* **Set problem**:
Copy every line of the entries below word for word, with nothing changed.

◆ ◆ ◆

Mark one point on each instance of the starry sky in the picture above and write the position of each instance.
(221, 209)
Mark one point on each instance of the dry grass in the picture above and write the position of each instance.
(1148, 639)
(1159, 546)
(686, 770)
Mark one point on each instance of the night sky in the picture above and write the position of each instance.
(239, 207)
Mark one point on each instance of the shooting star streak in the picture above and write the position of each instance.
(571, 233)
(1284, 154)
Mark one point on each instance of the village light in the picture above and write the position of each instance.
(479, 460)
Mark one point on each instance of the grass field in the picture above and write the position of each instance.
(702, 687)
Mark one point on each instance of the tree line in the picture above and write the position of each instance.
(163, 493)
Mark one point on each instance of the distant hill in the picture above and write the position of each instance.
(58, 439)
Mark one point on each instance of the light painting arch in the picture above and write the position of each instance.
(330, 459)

◆ ◆ ◆

* **Result for this task**:
Mark one point on each instance of the starry sky in the picture above and write the position of each instance.
(221, 209)
Mark one point on each instance of the dry grass in the picture above and write the position of each instance.
(1148, 639)
(1159, 546)
(686, 770)
Mark one point on each instance of the night sky in the picture above and write the position of each instance.
(239, 207)
Mark one point on each instance of the shooting star streak in the picture above and write the position of each instance.
(571, 233)
(1284, 154)
Mark one point on each instance of the village light in the picture above and write the position of each instance.
(479, 460)
Mark one point on each instance of the grass field in the picture above and write the position of each instance.
(702, 687)
Mark one point on each instance of the tree line in the picture above and write the position of each instance.
(163, 493)
Mark one point on each instance of the distant hill in the picture above and write the position of each instance.
(58, 439)
Mark one point on each instance of the light painting arch in the picture above and write the position of each instance.
(330, 459)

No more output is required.